◆ AUSGEWÄHLTER TEXTAUSZUG
------------------------------------

In der Schule gibt es viele Grenzen, die unsere Bewegungen steuern, räumliche Grenzen, zeitliche Grenzen und noch ganz andere. Meistens halten wir uns innerhalb dieser Grenzen auf. Doch heute wollen wir uns auf den Grenzen bewegen, um sie zu überschreiten und sichtbar zu machen. Wir sind unsere eigenen Bewegungsmelder.3

Mit diesen Worten wird ein Projekt mit Kindern am Fundustheater/Theatre of Research in Kooperation mit PROFUND e.V. eingeführt: »Kinder testen Schule«. An vier Hamburger Grundschulen werden verschiedene Testreihen mit den Mitteln des Theaters angestellt. Der Lehrertest: Hier wird ein Dummy als ein Roboter zum Lehrer gemacht, indem die Schüler*innen auf- und beschreiben, was ein Lehrer häufig sagt: »Pst! Psch! Seid leise! Lass das! Schlagt die Seite x im Buch auf!« Diese Sätze – es sind vornehmlich Befehlssätze – werden dem Dummy eingespeist, der sie mit einer Computerstimme wiedergibt.

------------------------------------

◆ DATENBEREICH
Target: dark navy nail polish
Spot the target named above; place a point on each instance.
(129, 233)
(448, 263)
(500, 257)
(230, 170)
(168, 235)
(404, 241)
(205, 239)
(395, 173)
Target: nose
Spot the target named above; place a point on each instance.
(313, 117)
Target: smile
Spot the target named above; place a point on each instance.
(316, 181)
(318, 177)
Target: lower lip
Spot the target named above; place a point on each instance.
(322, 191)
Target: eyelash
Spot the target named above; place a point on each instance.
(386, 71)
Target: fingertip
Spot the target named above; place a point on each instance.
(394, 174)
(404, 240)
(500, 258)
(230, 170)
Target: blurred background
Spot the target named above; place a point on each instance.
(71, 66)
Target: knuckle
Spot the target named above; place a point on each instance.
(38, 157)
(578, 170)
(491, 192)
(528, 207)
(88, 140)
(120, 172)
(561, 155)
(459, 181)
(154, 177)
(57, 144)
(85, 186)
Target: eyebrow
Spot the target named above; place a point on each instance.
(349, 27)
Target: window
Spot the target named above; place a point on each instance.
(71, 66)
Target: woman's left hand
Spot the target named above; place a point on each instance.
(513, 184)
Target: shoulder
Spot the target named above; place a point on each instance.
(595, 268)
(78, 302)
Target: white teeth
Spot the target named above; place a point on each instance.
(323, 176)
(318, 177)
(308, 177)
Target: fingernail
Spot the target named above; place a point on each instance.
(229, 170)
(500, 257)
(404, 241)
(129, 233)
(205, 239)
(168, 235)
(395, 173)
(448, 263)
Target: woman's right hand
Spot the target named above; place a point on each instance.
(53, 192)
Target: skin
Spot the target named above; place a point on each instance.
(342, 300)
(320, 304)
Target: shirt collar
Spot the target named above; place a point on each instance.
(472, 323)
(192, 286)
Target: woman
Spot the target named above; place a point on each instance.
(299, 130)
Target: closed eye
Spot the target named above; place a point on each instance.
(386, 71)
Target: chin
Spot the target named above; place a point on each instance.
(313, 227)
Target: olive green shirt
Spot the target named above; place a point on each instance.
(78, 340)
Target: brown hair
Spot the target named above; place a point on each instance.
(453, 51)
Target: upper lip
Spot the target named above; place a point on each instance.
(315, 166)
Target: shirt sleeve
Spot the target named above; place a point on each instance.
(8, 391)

------------------------------------

◆ AUFGABENZIEL
An wie vielen Hamburger Grundschulen werden laut dem Textauszug die Testreihen des Projekts »Kinder testen Schule« angestellt?

◆ GELÖSTE AUFGABE
An vier Hamburger Grundschulen.